# START OF PROVIDED RECORDS

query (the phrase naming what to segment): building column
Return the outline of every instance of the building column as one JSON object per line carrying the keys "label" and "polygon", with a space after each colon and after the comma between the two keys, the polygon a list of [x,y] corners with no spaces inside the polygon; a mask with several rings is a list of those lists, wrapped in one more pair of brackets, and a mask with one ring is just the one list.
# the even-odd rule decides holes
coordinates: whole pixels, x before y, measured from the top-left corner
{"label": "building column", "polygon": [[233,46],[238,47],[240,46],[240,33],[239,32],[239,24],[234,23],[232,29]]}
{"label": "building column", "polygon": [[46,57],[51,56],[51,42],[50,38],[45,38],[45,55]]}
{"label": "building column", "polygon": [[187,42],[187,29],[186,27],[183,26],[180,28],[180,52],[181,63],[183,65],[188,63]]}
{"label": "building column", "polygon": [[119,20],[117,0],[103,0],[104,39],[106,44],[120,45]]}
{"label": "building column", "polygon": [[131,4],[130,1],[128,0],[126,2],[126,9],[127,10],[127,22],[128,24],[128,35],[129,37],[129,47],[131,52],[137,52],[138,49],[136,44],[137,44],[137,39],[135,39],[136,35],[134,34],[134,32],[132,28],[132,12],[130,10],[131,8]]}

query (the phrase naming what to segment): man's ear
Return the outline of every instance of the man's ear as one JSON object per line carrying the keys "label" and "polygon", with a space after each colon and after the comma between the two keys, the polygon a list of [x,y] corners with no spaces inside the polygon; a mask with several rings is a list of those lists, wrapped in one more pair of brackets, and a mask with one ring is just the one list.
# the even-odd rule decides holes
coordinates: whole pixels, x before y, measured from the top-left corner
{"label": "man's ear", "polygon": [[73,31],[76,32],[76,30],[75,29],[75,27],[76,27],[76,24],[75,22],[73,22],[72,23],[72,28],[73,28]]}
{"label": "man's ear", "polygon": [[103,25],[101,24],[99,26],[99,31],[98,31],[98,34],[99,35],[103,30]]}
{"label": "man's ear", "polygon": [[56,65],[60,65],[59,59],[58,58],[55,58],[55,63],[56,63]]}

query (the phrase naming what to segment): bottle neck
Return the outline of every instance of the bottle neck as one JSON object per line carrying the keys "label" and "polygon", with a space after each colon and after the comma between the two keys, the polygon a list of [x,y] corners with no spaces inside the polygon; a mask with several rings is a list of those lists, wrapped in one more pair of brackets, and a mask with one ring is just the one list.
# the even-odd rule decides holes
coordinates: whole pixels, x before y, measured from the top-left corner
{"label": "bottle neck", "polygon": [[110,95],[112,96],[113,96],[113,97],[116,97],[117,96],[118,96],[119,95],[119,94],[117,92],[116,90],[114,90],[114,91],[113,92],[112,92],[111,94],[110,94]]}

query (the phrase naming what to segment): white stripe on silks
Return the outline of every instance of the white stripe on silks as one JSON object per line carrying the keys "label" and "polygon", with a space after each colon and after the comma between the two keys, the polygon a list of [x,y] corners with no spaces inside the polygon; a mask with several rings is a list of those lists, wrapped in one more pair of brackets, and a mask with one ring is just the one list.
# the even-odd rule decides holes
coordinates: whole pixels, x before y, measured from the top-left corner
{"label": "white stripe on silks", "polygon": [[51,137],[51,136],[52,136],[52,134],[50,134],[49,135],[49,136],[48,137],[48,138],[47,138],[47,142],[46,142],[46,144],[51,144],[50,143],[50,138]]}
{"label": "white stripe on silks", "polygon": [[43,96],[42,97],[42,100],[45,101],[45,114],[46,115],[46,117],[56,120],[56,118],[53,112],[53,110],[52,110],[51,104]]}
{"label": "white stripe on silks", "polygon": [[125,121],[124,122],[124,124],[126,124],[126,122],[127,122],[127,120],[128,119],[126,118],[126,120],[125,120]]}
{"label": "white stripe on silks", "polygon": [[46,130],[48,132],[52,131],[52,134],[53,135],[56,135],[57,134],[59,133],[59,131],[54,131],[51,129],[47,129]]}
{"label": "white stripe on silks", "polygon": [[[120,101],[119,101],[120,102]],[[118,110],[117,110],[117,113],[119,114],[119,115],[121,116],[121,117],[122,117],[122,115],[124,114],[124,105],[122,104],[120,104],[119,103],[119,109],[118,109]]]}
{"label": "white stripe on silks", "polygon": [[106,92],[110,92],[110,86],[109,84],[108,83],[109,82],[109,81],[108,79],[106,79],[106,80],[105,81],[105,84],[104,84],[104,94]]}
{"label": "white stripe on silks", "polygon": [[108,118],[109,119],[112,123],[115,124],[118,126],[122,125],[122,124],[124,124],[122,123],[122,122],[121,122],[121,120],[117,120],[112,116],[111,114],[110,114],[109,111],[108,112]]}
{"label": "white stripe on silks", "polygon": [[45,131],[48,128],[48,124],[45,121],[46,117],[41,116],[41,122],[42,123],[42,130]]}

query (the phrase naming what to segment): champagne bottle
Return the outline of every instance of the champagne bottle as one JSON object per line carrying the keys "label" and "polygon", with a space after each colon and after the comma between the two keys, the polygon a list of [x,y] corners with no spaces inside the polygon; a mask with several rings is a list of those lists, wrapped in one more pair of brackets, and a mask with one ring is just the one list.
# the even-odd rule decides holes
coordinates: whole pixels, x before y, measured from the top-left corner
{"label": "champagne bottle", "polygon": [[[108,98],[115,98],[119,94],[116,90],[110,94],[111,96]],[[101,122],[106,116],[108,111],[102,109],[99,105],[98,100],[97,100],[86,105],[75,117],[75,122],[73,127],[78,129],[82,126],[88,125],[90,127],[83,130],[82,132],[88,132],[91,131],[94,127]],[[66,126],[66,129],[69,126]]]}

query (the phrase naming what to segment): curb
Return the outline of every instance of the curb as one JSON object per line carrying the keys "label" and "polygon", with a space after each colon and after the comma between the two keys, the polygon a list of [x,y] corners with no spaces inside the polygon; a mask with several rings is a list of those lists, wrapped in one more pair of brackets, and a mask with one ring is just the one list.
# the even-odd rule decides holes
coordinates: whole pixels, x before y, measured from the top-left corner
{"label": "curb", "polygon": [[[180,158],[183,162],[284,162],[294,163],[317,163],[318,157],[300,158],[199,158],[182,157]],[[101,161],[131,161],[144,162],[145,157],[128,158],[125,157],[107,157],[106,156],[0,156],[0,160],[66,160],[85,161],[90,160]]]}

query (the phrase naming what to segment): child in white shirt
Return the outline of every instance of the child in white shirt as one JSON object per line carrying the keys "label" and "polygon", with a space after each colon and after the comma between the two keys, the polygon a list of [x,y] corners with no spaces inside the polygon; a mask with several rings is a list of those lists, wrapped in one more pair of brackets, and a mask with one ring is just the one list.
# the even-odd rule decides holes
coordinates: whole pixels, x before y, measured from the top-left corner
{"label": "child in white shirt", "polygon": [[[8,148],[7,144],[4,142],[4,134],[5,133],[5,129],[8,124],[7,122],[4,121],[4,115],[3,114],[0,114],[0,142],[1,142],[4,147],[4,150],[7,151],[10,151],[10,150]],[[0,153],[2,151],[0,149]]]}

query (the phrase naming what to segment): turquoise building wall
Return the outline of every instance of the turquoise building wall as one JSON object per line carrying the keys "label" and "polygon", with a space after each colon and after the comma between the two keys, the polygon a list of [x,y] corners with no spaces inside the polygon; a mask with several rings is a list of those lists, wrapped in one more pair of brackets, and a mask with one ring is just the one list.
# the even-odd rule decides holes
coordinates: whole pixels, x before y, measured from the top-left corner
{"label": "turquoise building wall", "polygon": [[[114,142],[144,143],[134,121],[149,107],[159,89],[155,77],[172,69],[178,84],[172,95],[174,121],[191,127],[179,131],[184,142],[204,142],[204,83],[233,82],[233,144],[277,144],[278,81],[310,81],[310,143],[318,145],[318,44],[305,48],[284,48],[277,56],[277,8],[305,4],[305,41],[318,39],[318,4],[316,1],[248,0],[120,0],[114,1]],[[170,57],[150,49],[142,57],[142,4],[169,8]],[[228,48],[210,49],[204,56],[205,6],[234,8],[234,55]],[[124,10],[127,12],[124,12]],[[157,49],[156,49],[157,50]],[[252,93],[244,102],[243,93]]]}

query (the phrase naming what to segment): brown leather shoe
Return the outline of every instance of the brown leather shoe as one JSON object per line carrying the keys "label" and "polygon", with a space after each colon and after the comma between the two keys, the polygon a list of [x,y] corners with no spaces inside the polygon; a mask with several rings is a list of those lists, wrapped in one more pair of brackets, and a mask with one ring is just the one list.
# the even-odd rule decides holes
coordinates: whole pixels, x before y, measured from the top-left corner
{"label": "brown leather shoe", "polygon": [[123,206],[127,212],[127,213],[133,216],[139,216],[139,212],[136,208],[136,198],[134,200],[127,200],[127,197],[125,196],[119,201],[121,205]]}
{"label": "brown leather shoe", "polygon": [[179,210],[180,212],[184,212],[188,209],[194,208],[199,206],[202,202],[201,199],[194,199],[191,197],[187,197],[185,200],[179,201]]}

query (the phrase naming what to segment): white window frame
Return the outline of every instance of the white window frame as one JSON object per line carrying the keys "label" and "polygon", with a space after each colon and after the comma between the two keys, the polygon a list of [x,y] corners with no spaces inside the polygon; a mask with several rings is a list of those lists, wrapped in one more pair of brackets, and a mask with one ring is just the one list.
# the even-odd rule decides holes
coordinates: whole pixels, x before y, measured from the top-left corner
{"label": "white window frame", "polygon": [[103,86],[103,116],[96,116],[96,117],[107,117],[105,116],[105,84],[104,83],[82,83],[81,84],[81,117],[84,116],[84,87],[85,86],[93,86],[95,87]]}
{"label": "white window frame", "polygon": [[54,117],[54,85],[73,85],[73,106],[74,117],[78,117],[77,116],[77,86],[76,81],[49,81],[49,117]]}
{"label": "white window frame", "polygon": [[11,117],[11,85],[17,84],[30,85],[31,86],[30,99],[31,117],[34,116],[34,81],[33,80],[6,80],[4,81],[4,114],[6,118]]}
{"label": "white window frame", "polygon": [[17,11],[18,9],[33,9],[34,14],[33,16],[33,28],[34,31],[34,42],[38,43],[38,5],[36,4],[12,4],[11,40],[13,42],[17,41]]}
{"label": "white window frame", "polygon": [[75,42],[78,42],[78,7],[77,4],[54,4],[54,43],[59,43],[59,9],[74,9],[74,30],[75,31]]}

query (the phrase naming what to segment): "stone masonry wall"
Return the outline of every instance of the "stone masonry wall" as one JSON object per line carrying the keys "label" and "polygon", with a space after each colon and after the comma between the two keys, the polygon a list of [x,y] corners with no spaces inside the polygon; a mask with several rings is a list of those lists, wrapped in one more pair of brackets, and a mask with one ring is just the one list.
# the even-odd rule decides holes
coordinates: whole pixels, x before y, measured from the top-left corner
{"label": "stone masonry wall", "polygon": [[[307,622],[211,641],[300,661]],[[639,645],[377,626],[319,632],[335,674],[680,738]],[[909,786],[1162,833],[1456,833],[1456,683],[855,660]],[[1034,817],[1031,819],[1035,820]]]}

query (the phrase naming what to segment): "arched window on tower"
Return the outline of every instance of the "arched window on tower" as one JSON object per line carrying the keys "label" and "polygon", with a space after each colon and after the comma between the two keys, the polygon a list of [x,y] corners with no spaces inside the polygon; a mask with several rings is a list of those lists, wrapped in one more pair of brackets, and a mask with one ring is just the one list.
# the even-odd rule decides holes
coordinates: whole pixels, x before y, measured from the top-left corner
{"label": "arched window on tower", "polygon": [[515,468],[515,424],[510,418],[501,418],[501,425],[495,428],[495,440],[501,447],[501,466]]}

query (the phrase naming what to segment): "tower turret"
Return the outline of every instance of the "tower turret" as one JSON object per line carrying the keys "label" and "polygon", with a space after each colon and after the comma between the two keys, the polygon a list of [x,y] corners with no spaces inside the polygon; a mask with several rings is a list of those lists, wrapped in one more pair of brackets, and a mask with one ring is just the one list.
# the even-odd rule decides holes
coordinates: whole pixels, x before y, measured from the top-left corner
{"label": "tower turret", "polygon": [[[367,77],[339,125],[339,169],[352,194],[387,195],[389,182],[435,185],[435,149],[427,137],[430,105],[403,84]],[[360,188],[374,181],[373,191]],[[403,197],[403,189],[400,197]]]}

# END OF PROVIDED RECORDS

Copy the lines from the one holding "query (the phrase naming what to segment): curb" through the one holding "Return the outline of every instance of the curb", inclusive, character for character.

query (the phrase naming what to segment): curb
Return the outline of every instance of the curb as one JSON object per line carrying the keys "label" and "polygon", with a space after each colon and after the comma between the two keys, the polygon a list of [x,y] corners with no spaces inside the polygon; a mask with several rings is a list of those lists, wrapped in one more pair of brackets, and a mask with one ring is just the one list.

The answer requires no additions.